#### WRITTEN PROBLEM
Copy the entries from the line containing "Per instance of the standing" through the end of the entries, replacing "soccer ball" with "football" and leaving everything else unchanged.

#### DATA SUPPLIED
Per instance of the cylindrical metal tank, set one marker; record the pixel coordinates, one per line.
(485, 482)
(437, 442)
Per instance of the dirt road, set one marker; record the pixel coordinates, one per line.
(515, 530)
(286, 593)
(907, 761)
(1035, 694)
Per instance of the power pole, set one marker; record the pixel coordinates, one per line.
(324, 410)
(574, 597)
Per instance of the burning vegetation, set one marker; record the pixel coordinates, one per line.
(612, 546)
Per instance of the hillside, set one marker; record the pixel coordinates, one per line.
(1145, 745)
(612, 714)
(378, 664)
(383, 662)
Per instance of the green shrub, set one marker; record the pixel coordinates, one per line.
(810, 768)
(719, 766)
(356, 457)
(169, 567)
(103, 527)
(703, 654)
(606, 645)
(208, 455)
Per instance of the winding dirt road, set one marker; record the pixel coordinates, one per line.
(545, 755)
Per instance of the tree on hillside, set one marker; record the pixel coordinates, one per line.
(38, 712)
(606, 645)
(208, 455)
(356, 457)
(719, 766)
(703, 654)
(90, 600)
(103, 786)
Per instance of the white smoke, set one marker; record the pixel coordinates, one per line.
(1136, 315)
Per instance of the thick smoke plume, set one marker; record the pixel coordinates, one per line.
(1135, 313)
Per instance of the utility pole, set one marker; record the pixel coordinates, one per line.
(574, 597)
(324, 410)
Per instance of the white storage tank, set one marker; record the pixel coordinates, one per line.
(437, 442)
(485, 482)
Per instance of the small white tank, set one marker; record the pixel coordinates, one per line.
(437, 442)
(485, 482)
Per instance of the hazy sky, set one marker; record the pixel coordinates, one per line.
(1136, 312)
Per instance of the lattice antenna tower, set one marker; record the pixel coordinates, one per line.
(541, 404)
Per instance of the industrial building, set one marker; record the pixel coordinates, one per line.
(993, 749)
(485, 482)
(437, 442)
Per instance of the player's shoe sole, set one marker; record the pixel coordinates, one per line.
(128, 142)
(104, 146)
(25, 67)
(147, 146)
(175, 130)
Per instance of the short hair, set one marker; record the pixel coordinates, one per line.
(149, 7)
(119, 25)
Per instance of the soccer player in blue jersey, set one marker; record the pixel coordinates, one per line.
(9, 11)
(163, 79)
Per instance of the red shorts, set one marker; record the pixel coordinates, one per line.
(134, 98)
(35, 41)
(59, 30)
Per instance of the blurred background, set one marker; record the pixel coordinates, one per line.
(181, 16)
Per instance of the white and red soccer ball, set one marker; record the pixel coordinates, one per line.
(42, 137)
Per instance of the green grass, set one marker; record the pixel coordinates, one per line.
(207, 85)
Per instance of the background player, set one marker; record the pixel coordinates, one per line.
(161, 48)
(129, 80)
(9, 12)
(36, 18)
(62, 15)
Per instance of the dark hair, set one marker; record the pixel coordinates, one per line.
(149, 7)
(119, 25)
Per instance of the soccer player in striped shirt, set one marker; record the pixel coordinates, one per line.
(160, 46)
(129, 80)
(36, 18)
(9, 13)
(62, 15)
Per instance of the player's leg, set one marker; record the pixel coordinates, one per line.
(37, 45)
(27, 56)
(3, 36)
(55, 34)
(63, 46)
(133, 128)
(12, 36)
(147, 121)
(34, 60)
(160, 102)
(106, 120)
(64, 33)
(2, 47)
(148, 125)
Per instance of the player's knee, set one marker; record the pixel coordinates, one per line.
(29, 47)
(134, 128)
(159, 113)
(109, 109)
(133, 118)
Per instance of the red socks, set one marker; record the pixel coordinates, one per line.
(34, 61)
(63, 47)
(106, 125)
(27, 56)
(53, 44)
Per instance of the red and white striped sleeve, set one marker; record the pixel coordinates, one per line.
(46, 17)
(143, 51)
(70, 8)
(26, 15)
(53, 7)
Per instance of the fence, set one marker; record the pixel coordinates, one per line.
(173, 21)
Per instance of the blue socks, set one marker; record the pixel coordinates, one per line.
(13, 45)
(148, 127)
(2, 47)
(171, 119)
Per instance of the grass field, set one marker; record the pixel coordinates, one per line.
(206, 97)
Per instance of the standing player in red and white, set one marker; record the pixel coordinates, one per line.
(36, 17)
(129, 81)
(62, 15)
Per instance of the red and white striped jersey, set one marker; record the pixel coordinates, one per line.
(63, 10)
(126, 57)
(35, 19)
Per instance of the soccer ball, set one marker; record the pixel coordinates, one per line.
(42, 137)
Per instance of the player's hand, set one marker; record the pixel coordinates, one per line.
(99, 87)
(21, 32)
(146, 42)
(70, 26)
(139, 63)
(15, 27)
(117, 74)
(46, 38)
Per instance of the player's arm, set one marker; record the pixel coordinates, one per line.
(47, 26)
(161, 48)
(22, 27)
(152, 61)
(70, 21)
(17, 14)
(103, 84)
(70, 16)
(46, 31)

#### RESULT OF THE EXERCISE
Per instance of the standing player in red and white, set one marker; record the pixel coordinates, one per line.
(36, 17)
(129, 81)
(62, 15)
Per instance of the red and white striped jersey, set one marker; record the pixel coordinates, one per line.
(63, 10)
(126, 57)
(35, 19)
Per instance of the football, set one marker; record the pixel coordinates, one per line.
(42, 137)
Per instance of the player's hand, set one marker; record the pixel coordinates, one per line.
(99, 87)
(21, 32)
(146, 42)
(70, 26)
(139, 63)
(15, 27)
(117, 74)
(46, 38)
Per instance of the player's arm, set one marker; record the pixel coordinates, one per line.
(47, 26)
(161, 48)
(22, 27)
(152, 61)
(70, 21)
(17, 14)
(103, 84)
(70, 16)
(46, 31)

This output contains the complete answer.